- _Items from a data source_
▽

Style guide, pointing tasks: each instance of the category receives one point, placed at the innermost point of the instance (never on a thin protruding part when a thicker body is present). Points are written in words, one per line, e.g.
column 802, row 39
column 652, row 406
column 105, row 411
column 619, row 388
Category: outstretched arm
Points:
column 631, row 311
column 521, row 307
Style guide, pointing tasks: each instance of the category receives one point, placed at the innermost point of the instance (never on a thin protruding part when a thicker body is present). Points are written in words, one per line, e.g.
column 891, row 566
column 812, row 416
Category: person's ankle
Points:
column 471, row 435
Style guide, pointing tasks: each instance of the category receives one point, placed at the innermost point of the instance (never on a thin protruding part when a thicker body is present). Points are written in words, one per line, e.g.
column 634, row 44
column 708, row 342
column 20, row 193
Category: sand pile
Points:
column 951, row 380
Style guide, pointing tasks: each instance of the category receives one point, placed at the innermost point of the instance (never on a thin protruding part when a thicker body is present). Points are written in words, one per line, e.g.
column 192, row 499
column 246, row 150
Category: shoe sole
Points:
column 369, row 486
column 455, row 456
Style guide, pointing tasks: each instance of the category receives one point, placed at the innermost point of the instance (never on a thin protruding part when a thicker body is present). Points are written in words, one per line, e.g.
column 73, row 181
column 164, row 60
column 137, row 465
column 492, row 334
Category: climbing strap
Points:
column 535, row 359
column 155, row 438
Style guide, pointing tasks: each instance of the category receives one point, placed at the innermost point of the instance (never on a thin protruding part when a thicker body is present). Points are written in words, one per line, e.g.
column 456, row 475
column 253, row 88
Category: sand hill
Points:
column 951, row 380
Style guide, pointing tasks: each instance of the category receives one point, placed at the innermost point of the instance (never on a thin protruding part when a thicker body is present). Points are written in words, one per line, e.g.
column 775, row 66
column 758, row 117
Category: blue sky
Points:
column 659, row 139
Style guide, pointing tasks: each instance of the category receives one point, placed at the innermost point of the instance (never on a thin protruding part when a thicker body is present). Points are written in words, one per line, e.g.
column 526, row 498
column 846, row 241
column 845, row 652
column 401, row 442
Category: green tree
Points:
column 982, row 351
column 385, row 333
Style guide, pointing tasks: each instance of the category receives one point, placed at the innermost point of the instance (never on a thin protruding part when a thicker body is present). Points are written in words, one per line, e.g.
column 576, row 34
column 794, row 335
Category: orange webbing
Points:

△

- _REQUIRED WORK_
Write out the material from its first line through the line containing "column 521, row 307", inclusive, replacing "outstretched arm" with "raised arm" and leaving everything else unchanged.

- _SOLUTION TO THE PROBLEM_
Style guide, pointing tasks: each instance of the category receives one point, placed at the innermost point of the instance (never on a thin protruding part when a thicker body is present). Points are written in words, one per line, e.g.
column 802, row 39
column 652, row 406
column 105, row 411
column 619, row 388
Category: raised arm
Points:
column 631, row 311
column 521, row 307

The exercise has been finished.